## DESCRIPTION OF THE TASK
Copy the material that starts with the line containing "Q: Point out the white house" and goes on through the line containing "x=279 y=228", with the requests included, and scale every coordinate in the answers by 2, rounding to whole numbers with halves going up. Keep the numbers in the requests and their format samples unchanged.

## MATERIAL PROVIDED

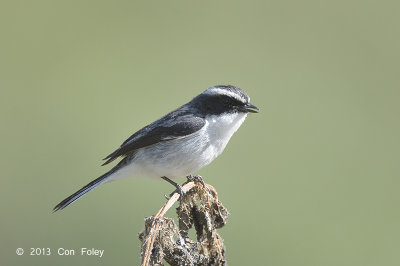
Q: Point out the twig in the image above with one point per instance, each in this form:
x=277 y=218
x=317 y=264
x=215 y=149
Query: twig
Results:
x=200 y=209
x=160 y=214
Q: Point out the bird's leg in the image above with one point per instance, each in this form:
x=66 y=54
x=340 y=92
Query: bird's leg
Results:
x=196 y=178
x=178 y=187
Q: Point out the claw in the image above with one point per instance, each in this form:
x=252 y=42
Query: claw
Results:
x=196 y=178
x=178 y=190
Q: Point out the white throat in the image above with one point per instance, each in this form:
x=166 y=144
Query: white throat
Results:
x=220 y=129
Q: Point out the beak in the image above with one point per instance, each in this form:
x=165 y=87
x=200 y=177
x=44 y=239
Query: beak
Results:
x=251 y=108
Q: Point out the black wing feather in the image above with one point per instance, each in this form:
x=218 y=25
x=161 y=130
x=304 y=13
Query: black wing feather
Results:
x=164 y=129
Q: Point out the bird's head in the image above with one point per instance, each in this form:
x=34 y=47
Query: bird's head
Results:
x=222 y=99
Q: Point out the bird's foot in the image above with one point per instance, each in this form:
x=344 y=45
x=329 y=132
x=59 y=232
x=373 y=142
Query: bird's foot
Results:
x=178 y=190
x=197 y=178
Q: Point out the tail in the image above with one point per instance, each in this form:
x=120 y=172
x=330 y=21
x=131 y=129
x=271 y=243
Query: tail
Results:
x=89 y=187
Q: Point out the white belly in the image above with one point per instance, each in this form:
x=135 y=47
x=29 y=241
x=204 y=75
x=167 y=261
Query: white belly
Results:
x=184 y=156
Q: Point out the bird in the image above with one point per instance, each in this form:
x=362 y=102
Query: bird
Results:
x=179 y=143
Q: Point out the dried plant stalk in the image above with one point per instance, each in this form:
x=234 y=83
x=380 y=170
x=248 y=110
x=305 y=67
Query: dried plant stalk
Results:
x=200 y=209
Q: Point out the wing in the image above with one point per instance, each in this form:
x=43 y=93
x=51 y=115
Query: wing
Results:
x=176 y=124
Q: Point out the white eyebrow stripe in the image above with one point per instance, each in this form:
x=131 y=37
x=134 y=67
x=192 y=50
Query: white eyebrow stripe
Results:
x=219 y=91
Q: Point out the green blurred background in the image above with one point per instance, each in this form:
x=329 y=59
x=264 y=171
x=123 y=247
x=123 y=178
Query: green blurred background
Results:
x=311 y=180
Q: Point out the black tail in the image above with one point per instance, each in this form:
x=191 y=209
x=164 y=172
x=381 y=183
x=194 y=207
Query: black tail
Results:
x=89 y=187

...

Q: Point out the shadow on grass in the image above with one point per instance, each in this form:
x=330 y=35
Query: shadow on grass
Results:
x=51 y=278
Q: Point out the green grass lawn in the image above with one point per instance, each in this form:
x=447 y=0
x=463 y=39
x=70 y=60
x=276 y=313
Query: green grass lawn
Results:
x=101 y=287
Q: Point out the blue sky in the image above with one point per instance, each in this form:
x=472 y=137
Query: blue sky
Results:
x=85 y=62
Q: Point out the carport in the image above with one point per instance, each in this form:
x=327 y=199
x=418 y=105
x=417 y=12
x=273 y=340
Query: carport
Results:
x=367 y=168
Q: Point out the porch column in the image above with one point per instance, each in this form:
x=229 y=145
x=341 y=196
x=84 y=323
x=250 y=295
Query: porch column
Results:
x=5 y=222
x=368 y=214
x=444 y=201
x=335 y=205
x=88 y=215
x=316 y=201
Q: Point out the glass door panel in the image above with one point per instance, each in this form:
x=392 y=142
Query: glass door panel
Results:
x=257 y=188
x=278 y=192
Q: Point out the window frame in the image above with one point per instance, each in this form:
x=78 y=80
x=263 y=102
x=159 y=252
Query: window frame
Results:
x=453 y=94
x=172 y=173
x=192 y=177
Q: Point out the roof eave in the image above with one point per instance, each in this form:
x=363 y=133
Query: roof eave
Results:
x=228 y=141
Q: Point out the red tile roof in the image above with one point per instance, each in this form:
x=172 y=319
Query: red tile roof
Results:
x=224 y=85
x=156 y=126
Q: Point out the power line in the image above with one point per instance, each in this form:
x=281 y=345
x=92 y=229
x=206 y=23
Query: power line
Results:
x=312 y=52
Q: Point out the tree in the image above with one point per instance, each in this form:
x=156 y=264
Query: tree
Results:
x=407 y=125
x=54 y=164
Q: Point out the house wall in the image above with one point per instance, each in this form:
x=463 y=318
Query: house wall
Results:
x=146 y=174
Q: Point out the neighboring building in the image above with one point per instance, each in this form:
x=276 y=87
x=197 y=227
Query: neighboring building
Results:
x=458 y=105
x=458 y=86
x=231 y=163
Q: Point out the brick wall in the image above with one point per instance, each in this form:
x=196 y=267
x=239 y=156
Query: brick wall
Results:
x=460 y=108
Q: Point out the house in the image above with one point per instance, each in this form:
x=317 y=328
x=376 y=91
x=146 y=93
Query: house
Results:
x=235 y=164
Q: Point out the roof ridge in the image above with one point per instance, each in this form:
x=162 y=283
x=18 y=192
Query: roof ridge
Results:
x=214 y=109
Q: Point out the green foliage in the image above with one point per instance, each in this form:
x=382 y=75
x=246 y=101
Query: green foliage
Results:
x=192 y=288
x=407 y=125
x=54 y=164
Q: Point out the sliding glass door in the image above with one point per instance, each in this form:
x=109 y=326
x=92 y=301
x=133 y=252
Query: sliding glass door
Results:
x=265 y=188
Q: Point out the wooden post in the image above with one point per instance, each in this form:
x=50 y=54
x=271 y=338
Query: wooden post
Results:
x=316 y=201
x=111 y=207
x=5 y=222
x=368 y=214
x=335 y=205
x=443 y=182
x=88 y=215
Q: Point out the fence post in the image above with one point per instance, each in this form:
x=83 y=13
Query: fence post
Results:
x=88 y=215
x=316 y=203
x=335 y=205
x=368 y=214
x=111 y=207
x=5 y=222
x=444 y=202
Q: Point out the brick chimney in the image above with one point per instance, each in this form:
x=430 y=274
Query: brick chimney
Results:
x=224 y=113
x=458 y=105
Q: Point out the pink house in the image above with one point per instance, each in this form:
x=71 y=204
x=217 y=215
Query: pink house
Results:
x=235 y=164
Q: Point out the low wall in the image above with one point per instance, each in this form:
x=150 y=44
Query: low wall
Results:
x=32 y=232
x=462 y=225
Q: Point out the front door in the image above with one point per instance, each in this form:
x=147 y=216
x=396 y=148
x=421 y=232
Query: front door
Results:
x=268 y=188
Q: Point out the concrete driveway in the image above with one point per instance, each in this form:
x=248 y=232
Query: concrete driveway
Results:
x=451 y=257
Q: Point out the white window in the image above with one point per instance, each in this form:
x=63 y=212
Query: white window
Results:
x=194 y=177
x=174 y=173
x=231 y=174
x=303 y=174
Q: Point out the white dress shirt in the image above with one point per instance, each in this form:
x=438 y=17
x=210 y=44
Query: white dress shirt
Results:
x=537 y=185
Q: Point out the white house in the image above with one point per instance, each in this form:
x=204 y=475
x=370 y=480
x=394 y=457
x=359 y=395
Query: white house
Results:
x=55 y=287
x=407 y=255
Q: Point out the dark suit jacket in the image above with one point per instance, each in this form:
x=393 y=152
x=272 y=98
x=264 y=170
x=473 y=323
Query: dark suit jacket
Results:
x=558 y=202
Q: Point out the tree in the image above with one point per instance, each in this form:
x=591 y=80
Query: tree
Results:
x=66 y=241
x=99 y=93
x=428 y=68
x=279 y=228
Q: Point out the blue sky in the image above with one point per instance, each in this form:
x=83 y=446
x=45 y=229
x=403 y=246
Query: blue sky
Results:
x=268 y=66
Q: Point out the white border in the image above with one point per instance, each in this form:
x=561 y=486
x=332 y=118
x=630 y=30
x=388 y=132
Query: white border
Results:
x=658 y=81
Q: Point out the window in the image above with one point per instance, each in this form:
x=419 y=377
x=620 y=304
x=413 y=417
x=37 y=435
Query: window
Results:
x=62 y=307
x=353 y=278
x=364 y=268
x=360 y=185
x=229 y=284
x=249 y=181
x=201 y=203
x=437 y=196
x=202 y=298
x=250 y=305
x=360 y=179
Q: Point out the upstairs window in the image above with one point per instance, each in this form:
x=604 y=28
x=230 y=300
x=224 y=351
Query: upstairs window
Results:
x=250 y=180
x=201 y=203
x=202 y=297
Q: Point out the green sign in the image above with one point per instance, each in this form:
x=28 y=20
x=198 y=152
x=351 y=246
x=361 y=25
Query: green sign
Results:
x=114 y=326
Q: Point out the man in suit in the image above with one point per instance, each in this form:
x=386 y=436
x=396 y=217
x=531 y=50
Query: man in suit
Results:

==

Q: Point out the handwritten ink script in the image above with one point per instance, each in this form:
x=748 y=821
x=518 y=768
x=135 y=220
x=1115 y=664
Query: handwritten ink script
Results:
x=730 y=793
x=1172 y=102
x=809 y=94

## TASK OUTPUT
Q: Point out the white house in the image above with one point per instance, each in this form:
x=204 y=475
x=370 y=480
x=394 y=457
x=359 y=395
Query: white house
Results:
x=110 y=574
x=814 y=510
Q: Point out the dark suit jacket in the image above with one point per instance, each in this form:
x=393 y=152
x=272 y=98
x=264 y=170
x=473 y=323
Query: dark suit jacket
Results:
x=1116 y=404
Q: Point out the tree in the image above with one point per instance, each in this form:
x=591 y=80
Query: tree
Results:
x=132 y=482
x=198 y=186
x=856 y=136
x=558 y=456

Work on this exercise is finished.